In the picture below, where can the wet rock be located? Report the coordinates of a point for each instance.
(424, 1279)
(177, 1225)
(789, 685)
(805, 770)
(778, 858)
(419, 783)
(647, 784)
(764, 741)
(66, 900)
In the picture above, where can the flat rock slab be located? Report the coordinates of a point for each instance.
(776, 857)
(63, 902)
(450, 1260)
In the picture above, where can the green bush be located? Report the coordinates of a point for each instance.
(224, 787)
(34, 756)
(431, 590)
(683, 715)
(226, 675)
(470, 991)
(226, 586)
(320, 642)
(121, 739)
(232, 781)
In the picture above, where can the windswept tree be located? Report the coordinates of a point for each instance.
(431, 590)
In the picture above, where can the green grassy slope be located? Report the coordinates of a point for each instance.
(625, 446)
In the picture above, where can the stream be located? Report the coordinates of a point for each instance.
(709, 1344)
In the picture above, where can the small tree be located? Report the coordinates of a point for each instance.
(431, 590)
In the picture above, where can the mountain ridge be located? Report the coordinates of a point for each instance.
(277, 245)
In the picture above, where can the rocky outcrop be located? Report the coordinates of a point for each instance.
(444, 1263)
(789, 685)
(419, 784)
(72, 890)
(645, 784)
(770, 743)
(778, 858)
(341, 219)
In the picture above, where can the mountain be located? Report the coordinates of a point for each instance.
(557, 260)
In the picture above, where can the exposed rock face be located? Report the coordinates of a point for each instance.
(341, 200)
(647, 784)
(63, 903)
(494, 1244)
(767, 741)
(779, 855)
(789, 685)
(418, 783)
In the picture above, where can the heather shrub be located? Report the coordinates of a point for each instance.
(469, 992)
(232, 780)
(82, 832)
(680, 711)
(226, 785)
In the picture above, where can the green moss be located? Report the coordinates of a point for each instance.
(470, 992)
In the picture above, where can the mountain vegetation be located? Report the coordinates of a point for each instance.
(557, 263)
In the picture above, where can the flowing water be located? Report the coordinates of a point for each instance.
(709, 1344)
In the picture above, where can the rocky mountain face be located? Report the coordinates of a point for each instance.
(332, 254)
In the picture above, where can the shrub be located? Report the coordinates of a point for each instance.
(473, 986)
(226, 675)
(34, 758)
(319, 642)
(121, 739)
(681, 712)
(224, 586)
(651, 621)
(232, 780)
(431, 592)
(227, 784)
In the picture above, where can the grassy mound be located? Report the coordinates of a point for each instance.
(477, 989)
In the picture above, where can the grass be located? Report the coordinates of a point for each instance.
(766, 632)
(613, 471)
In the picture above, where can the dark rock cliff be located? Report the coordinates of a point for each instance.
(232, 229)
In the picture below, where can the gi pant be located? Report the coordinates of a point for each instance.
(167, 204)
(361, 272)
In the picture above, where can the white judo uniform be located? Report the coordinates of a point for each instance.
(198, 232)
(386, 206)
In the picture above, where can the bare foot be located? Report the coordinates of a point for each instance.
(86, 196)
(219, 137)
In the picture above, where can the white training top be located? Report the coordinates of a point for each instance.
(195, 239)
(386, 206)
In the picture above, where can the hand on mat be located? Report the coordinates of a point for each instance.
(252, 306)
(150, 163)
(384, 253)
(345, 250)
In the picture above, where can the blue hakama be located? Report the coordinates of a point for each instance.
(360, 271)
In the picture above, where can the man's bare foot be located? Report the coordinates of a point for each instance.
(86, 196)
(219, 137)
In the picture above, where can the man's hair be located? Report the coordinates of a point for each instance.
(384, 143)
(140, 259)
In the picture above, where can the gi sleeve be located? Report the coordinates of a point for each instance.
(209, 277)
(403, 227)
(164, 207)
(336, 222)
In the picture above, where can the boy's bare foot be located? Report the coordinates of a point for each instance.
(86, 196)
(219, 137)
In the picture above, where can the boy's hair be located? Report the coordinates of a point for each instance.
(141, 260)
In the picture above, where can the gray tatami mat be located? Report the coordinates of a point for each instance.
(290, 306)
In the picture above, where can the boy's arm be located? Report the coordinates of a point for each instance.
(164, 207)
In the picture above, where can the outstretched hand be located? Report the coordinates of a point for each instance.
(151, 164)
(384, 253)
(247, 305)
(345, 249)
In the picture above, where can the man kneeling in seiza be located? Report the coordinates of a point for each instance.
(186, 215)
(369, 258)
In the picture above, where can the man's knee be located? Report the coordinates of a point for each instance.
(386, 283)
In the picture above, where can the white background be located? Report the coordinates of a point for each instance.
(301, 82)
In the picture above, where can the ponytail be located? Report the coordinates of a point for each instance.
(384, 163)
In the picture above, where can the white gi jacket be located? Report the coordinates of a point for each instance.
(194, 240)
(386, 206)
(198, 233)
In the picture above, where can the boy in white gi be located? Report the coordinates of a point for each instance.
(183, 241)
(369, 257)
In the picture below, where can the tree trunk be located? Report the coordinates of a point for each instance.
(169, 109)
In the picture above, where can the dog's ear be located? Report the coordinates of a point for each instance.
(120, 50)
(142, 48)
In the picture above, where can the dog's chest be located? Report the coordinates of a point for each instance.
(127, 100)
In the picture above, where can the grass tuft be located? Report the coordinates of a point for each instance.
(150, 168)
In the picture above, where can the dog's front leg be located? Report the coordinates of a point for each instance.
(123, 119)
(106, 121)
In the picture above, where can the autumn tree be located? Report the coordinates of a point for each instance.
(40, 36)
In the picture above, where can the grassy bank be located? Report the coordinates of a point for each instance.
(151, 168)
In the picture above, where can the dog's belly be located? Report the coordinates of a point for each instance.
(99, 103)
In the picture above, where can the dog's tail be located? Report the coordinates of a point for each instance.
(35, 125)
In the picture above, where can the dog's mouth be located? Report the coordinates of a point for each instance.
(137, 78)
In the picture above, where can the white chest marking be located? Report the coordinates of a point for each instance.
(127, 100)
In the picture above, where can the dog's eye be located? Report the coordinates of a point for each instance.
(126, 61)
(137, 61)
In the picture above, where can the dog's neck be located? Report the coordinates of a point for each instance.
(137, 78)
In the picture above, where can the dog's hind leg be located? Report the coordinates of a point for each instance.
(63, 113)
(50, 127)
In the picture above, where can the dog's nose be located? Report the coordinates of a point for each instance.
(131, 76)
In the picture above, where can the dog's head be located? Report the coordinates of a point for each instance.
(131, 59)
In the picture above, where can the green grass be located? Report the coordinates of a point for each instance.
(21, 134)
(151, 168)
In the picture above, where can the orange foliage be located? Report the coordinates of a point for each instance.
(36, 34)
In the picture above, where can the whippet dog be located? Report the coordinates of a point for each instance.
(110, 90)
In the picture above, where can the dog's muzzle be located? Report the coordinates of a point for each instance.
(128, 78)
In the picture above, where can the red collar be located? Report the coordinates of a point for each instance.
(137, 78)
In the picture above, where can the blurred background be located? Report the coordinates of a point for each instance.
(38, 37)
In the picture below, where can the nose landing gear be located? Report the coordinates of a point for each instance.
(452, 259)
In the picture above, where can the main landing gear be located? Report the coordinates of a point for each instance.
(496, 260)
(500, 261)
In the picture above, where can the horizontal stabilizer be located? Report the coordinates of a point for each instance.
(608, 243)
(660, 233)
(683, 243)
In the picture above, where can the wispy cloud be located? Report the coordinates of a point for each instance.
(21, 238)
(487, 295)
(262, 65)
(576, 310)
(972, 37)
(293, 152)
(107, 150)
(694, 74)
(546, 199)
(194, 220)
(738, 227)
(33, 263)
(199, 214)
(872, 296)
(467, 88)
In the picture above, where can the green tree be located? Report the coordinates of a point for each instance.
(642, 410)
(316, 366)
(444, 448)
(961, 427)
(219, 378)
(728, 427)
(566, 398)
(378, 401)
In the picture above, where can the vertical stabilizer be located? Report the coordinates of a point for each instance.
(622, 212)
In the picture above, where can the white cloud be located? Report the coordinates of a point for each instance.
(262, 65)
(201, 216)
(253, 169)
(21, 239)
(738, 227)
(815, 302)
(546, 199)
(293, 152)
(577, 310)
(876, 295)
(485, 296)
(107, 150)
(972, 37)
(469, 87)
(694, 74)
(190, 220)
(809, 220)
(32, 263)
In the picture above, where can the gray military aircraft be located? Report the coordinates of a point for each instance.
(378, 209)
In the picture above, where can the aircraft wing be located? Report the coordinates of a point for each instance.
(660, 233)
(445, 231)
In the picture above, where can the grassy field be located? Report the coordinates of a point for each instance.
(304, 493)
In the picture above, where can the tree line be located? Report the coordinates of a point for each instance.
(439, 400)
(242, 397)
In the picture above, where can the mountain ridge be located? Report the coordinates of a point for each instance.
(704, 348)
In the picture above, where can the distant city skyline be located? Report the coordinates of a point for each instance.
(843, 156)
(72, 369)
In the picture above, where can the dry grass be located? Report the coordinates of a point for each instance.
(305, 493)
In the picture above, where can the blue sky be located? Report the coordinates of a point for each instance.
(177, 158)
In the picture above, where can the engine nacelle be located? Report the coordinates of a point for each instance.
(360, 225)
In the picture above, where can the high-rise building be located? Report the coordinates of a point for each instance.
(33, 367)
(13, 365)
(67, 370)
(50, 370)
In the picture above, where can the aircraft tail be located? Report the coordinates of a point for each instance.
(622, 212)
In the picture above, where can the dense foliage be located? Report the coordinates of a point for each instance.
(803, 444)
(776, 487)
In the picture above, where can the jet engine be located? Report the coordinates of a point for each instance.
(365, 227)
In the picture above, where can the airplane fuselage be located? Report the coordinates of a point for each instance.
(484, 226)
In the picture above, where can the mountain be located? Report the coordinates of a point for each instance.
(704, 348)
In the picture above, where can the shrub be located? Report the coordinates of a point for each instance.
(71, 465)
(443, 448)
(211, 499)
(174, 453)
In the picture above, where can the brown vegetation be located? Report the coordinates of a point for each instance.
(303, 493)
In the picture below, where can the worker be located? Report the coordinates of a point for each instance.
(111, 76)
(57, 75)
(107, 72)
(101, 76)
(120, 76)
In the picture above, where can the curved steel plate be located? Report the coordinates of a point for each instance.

→ YOUR OBJECTIVE: Using the records above, please repeat the line with "In the picture above, where can the dense" and every line after it exactly, and give no other text.

→ OUTPUT FOR THIS TASK:
In the picture above, where can the dense foliage be located? Report the coordinates of a point for each instance.
(803, 444)
(776, 487)
In the picture above, where can the jet engine be located? Report the coordinates of a point for each instance.
(365, 227)
In the picture above, where can the airplane fuselage be located? Report the coordinates of a point for each instance.
(484, 226)
In the picture above, where can the mountain be located? Report the coordinates of a point for each instance.
(704, 348)
In the picture above, where can the shrub be located? Report the coordinates of a point for each instance.
(71, 465)
(443, 448)
(211, 499)
(174, 453)
In the picture above, where can the brown vegetation be located? Report the coordinates of a point for each instance.
(303, 493)
In the picture below, where can the worker be located? Report the coordinates of a point for each instance.
(111, 76)
(57, 75)
(107, 72)
(101, 76)
(120, 76)
In the picture above, where can the curved steel plate be located? Report the coordinates of a point for each instance.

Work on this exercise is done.